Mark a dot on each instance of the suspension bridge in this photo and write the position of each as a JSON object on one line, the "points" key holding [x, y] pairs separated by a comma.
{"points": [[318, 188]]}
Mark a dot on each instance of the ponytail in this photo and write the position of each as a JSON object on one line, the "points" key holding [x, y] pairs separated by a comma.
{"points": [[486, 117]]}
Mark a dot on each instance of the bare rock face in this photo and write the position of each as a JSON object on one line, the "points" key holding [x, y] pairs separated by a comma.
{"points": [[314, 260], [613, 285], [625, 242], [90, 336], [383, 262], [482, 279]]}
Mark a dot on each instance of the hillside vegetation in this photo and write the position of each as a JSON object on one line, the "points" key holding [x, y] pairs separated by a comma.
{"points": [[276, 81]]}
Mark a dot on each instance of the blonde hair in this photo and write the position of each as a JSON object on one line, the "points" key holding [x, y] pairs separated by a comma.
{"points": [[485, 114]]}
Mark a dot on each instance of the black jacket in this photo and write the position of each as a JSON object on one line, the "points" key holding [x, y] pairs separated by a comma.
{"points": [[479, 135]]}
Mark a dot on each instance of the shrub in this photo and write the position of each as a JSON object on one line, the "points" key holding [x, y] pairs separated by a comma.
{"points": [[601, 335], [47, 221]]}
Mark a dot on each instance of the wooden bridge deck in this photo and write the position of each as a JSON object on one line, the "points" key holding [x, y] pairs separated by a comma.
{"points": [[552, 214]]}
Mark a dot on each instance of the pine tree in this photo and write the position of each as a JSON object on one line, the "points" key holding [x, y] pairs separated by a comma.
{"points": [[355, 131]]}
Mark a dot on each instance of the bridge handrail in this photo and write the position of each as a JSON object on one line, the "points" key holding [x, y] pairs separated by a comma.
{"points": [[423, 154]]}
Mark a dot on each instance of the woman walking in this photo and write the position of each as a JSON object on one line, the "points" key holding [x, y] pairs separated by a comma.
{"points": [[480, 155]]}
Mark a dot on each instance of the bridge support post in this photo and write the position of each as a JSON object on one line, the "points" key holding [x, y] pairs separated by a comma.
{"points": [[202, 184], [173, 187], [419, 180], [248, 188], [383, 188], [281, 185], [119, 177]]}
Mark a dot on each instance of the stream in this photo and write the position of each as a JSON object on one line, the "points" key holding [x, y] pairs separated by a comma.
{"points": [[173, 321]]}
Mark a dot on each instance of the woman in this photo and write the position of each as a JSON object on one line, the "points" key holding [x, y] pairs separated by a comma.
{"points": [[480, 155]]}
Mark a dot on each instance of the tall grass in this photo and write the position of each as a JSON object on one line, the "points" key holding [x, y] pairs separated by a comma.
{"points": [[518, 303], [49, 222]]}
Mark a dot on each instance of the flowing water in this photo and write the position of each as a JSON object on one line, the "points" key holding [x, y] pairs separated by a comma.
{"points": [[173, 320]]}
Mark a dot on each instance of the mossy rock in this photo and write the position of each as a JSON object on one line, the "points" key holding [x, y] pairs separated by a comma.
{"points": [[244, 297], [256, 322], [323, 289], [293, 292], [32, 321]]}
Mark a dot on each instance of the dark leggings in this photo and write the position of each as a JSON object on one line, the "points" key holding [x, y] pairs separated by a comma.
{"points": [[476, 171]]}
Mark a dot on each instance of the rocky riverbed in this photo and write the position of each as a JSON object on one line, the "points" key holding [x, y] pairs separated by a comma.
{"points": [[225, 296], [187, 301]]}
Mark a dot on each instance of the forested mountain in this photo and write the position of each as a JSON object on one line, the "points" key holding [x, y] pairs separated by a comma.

- [THE PROBLEM]
Please switch "dot" to "pin" in the lines starting at the one that contains "Mark a dot on each instance of the woman in" and ending at the last line, then give back only those lines with nothing else changed.

- [OUTPUT OF THE TASK]
Mark a pin on each instance of the woman in this photo and write the position of each as a JSON object on one line, the "points" key holding [x, y] pairs separated by a comma.
{"points": [[480, 155]]}
Mark a pin on each instance of the tall grass in this photo and write the position of each as a JSON object on one line, the "points" key holding [x, y] pairs separated by a comma.
{"points": [[518, 303], [49, 222]]}
Mark a pin on each instance of the flowing water in this photo and write the position of each as a JSON object on one line, the "points" key holding [x, y] pairs separated by a comma.
{"points": [[173, 320]]}
Mark a pin on each instance of the mossy rock in this photo and write the position of each as a JSON object on one line, the "points" key holding [x, y] pairs separated by a comma.
{"points": [[244, 297], [256, 322], [323, 289], [293, 292], [32, 321]]}
Mark a pin on each instance of the dark leggings in this photo and write the position of each as a JSON object on one line, the "points" key holding [x, y] pairs separated by a comma.
{"points": [[476, 171]]}
Mark a pin on each instance of the rocky riverbed in this photo and write the position of each as a JSON object on one line, the "points" key holding [x, y] pairs separated by a comma.
{"points": [[225, 296], [187, 301]]}
Mark a pin on each instance of the forested mountain in this photo and write the position of each as a JSON object on one line, the "points" key holding [x, y] pairs separated by a comma.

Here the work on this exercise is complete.